Copy the entries that appear below in full, leaving out any picture among them.

╭─ SOURCE DATA

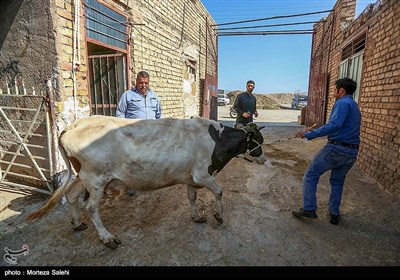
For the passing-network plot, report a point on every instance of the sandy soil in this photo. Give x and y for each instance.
(258, 230)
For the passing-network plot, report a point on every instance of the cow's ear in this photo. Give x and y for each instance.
(250, 135)
(213, 133)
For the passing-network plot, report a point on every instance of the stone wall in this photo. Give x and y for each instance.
(163, 37)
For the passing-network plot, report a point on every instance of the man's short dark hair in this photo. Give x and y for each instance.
(348, 84)
(143, 74)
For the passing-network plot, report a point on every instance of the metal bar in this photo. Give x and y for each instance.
(109, 84)
(94, 85)
(23, 165)
(52, 131)
(22, 121)
(17, 108)
(21, 133)
(19, 186)
(101, 86)
(22, 155)
(22, 144)
(13, 95)
(30, 177)
(28, 145)
(105, 34)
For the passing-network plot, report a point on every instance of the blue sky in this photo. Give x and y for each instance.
(277, 63)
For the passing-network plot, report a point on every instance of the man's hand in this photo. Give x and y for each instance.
(299, 134)
(246, 115)
(310, 128)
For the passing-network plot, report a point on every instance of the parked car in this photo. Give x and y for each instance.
(223, 100)
(299, 101)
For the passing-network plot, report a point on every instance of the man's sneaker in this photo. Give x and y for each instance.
(334, 219)
(304, 214)
(131, 192)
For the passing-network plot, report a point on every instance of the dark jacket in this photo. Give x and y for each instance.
(245, 102)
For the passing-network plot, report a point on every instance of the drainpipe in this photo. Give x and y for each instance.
(76, 60)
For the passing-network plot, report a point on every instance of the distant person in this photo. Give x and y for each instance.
(245, 106)
(139, 102)
(338, 155)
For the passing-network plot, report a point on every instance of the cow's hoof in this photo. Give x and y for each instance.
(112, 244)
(219, 220)
(116, 240)
(81, 227)
(200, 220)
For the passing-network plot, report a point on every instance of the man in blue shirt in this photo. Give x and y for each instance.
(338, 155)
(140, 102)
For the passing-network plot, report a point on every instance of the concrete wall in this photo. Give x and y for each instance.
(164, 35)
(379, 100)
(27, 44)
(37, 44)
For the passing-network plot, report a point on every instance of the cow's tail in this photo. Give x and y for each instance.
(57, 195)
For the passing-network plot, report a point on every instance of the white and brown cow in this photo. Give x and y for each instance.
(147, 155)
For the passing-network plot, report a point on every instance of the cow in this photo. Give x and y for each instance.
(147, 155)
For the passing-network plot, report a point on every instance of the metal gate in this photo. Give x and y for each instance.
(108, 80)
(317, 100)
(26, 157)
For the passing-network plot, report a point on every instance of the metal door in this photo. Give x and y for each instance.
(26, 160)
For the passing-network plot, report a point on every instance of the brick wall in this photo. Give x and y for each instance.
(164, 34)
(379, 100)
(380, 97)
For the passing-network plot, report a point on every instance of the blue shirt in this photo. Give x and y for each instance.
(344, 122)
(133, 105)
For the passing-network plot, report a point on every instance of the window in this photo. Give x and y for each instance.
(105, 25)
(352, 59)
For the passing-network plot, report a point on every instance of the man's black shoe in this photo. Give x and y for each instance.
(304, 214)
(334, 219)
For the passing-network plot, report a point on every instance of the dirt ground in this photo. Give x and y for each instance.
(156, 228)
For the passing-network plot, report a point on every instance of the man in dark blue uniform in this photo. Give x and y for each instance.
(245, 106)
(338, 155)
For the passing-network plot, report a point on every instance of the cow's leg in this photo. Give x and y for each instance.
(92, 207)
(72, 197)
(208, 182)
(192, 195)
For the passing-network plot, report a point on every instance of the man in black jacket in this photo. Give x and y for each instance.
(245, 106)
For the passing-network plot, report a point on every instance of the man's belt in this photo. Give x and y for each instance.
(335, 142)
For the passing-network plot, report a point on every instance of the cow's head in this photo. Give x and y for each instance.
(254, 142)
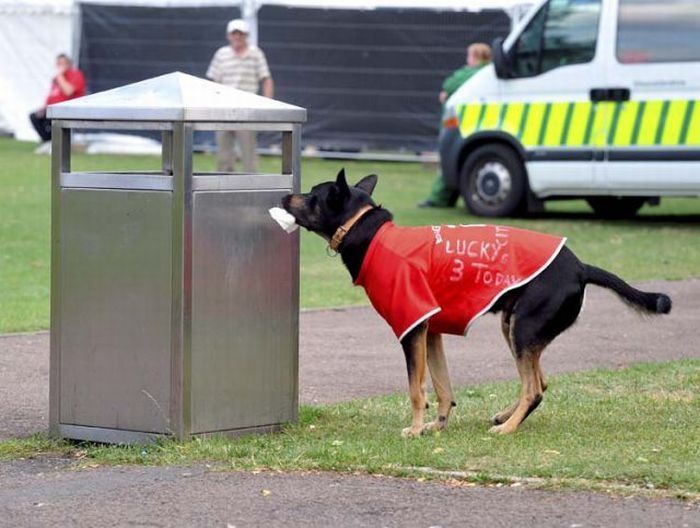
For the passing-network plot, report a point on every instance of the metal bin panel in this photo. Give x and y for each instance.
(244, 313)
(115, 309)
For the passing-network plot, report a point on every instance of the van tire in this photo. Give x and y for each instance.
(612, 207)
(493, 181)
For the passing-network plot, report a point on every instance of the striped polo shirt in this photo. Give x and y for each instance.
(239, 71)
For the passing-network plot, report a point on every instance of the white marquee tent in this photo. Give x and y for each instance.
(33, 32)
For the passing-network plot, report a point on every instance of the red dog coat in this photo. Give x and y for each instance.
(449, 274)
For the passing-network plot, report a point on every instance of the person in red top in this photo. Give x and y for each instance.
(69, 83)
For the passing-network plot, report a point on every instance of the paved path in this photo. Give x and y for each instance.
(177, 497)
(345, 354)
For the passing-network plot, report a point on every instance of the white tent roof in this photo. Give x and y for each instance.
(33, 32)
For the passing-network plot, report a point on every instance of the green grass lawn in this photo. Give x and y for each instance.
(635, 427)
(661, 243)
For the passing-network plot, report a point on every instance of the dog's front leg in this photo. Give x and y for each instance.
(415, 349)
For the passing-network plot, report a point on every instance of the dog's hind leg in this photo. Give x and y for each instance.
(530, 392)
(506, 325)
(439, 373)
(415, 349)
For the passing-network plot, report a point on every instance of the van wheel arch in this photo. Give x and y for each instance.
(506, 157)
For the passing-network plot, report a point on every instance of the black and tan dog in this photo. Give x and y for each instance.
(532, 314)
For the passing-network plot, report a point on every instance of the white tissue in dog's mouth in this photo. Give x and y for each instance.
(284, 219)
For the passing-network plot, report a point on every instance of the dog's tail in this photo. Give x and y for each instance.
(651, 303)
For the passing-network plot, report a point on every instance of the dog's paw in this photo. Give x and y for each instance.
(501, 429)
(498, 418)
(433, 426)
(412, 432)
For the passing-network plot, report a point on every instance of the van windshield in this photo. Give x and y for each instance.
(563, 32)
(649, 31)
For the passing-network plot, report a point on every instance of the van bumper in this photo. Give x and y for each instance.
(449, 145)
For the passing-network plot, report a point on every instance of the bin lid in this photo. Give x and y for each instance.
(177, 96)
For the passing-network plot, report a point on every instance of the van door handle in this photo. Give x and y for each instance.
(610, 94)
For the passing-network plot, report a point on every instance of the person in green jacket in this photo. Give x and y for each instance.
(478, 55)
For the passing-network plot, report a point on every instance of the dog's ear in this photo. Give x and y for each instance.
(341, 182)
(339, 192)
(368, 183)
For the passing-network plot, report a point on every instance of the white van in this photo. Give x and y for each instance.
(597, 99)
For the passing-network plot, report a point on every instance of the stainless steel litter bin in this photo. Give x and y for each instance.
(174, 296)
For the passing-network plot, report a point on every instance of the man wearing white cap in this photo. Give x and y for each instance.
(244, 67)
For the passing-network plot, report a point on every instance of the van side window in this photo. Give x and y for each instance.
(564, 32)
(651, 32)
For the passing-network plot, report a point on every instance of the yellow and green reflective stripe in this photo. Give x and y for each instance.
(582, 123)
(533, 126)
(641, 110)
(686, 122)
(662, 122)
(622, 133)
(490, 117)
(673, 123)
(579, 124)
(650, 123)
(612, 128)
(512, 118)
(693, 134)
(554, 125)
(470, 118)
(567, 124)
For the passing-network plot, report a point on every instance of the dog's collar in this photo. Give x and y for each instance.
(343, 230)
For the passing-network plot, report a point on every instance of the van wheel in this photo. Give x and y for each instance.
(493, 181)
(616, 206)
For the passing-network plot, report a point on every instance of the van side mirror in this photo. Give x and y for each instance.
(501, 60)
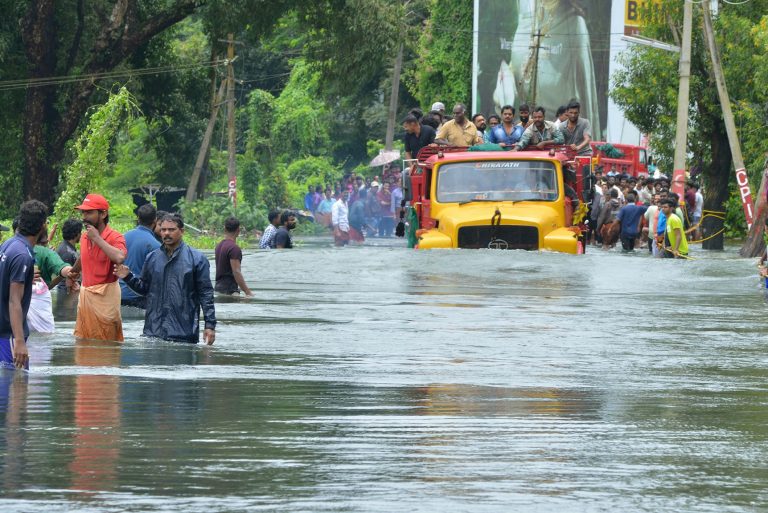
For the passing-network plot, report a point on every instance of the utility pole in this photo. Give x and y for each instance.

╰─

# RESULT OF THIS TASK:
For the passing-network plot, report a point on every instance of the sandy soil in this photo. Give x and y for each instance.
(258, 230)
For the passing-network plot, report a point on every instance of the cow's ear in this photo. Give x and y for each instance.
(250, 135)
(213, 133)
For the passing-network plot, report a point on every instance of the stone wall in this photo. Give x and y for each instance.
(163, 37)
For the passing-network plot, report a point on every instance of the man's short dark hair in this photo. Give x and y for each instance.
(348, 84)
(143, 74)
For the passing-network plot, report a point on every instance of the metal bar in this photo. Give x and y for each instance.
(109, 84)
(94, 85)
(23, 165)
(52, 131)
(22, 121)
(17, 108)
(21, 133)
(19, 186)
(101, 86)
(22, 155)
(22, 144)
(13, 95)
(30, 177)
(28, 145)
(105, 34)
For the passing-network plot, report a point on every instance of the blue sky in this photo. Give x and y for each instance.
(277, 63)
For the passing-network plot, report a point on every instance of the man's hand in this photo. Give x and y for each instance.
(299, 134)
(246, 115)
(310, 128)
For the passing-network plot, report a point on every instance of the parked car in this photo. Give x and y for each instance.
(223, 100)
(299, 101)
For the passing-network plot, report a point on every instance of the man's sneaker in this photo. Give x and y for each instance.
(334, 219)
(304, 214)
(131, 192)
For the passing-network plot, report a point on every instance of the dark jacket in this photo. Give x and y for each instance.
(245, 102)
For the passing-network plot, report a point on every instance of the drainpipe in this photo. Give x and y for each instance.
(76, 60)
For the passing-network plot, report a point on every instance of the distant person in this photo. Give x and y for each instance.
(245, 106)
(139, 102)
(338, 155)
For the passing-network plot, report a point on every instance of the cow's hoof in this photo. Give x and y for each instance.
(112, 244)
(219, 220)
(116, 240)
(81, 227)
(200, 220)
For the passing-network plot, report a point on every instance of the man in blue shirt in this photo. Give x and y for each instance.
(338, 155)
(140, 102)
For the passing-network plot, report a point on every instance of the concrete wall in this photo. Give x and y for each instance.
(164, 35)
(379, 100)
(27, 44)
(37, 44)
For the passing-network plot, report a point on every instance of the cow's tail in this photo. Give x and y for each instance.
(57, 195)
For the passing-network plot, report a point on every instance of the white and brown cow in this photo. Give x and y for each instance.
(147, 155)
For the passing-network plot, report a point on every instance of the cow in this photo. Give x and y for each instance.
(147, 155)
For the passing-network plot, report a point on every instance of the metal gate in this photo. Give x and y for each instance.
(108, 80)
(317, 100)
(26, 157)
For the passing-network plot, report a point on every instance of the metal door in this photo. Give x and y for each instance.
(26, 160)
For the passing-network plot, report a point on every instance of the brick wall in this photo. Give x and y for each instance.
(164, 34)
(379, 100)
(380, 97)
For the passing-network plot, report a point on every instance of the blue shirt in this photo. Give x and y for each instance.
(344, 122)
(133, 105)
For the passing-network plot, report a point on every instance of the window in this photo. Give x and y for each instance.
(105, 25)
(352, 59)
For the passing-network plot, report a point on every instance of the man's black shoe in this photo. Give x and y for each instance.
(304, 214)
(334, 219)
For the passing-network plot, report a point on every instance of the dirt ground in this photo. Give x and y for each instance.
(156, 228)
For the passing-network plot, report a point on every instance of the man in dark blue uniform in this photo. Give x and y for each instance.
(245, 106)
(338, 155)
For the passing-network plot, report a point on every instance of the cow's leg in this photo. Give x and y for each instance.
(92, 207)
(72, 197)
(208, 182)
(192, 195)
For the passing-network plot, report a point on every instance of the man in black jacket in this photo. Give x and y for each instance.
(245, 106)
For the passing-network plot, report a point on every instance of the man's belt in this photo. Give x and y for each instance.
(335, 142)
For the passing-network plot, report a point on every instance of the cow's head in this photo. Give x and y for each instance.
(254, 142)
For the passing-network plot, report a point on every instance of the metal bin panel in this photo. Give x and y for each instance.
(244, 313)
(115, 309)
For the passing-network plot, report a point on every instance of the van tire in this photo. Give x and y for each instance.
(612, 207)
(493, 181)
For the passing-network plot, report a point on every instance of the striped polo shirt in this photo. Give x and y for each instance.
(239, 71)
For the passing-network plot, report a point on every instance of the white marquee tent in this photo. Give x and y for each instance.
(33, 32)
For the passing-network plot, report a point on every instance of the red dog coat in this photo. Give x and y for each instance.
(449, 274)
For the passing-network plot, report a point on every instance of the person in red top in this photo. Give x and y for each instance.
(69, 83)
For the passing-network plot, report a point on every instance of the paved path in this photo. Give x and y for each instance.
(177, 497)
(345, 354)
For the passing-network plot, report a point on every instance of the white tent roof in this photo. Give x and y for each instance.
(33, 32)
For the passing-network plot, report a point on every instance of the green grass lawn in this photo. Give x and y for each instance.
(635, 427)
(661, 243)
For the passing-network plot, report a point on every instance of the dog's front leg in this photo. Give x and y for each instance.
(415, 349)
For the passing-network plot, report a point on every instance of the dog's hind leg in this photo. Give x and y for each instance.
(530, 392)
(506, 325)
(439, 373)
(415, 349)
For the passing-network plot, report a point on every instance of the van wheel arch in this photo. Give x and y for each instance.
(506, 157)
For the passing-network plot, report a point on every instance of the black and tan dog in this photo. Give x and y for each instance.
(532, 314)
For the passing-network plot, report a point on every instance of the white tissue in dog's mouth in this photo. Give x and y for each instance.
(284, 219)
For the passing-network plot, report a point on every instance of the dog's tail in this photo. Give x and y for each instance.
(651, 303)
For the passing-network plot, report a point on every instance of the dog's paw in this photo. Give x and y for each instance.
(501, 429)
(498, 418)
(433, 426)
(412, 432)
For the passing-network plot, report a point on every instance of the van windshield in this photo. Give x and y for each instance.
(563, 32)
(649, 31)
For the passing-network plot, report a point on every instance of the van bumper in this photo. Give x and y for each instance.
(449, 145)
For the passing-network plot, report a point on every instance of the bin lid in this photo. Give x and y for each instance.
(177, 96)
For the passing-network plot, report a point on every instance of the van door handle in this photo. Give x and y for each instance.
(610, 94)
For the passing-network plot, report a point on every instance of the person in green jacket in this photo. Give x and y for each instance.
(478, 55)
For the passing-network plot, report a point on every instance of the dog's ear in this photo. Give x and y for each instance.
(341, 182)
(339, 192)
(368, 183)
For the passing-network plot, report a point on every instance of the white van in this photo. Give x and y for each instance.
(597, 99)
For the passing-network plot, report a point on every instance of the stainless steel litter bin in this photo. Give x and y for each instance.
(174, 296)
For the passing-network plot, report a point on every instance of the man wearing white cap in this photo. Give x and y for each instance.
(244, 67)
For the passing-network plot, report a point on every instance of the van side window in this photo. Give x and y for each instance.
(564, 32)
(651, 32)
For the passing-network plot, report a point on every instance of the yellow and green reflective stripe in this photo. Give x and y for each instance.
(582, 123)
(533, 126)
(641, 110)
(686, 122)
(662, 122)
(622, 133)
(490, 117)
(673, 123)
(579, 124)
(650, 123)
(612, 128)
(512, 118)
(693, 134)
(554, 125)
(470, 118)
(567, 124)
For the passing-network plot, report a point on every instance of the dog's collar in this photo. Give x and y for each instance.
(343, 230)
For the passing-network plot, report a point on every instance of the van wheel in this photo. Give x and y for each instance.
(493, 181)
(616, 206)
For the passing-network plot, report a point on every instance of the van side mirror in this photo. Give x and y for each instance.
(501, 60)
For the passing-network plot, report a point on every instance of the utility pole in this photo. Give x and y for each instance.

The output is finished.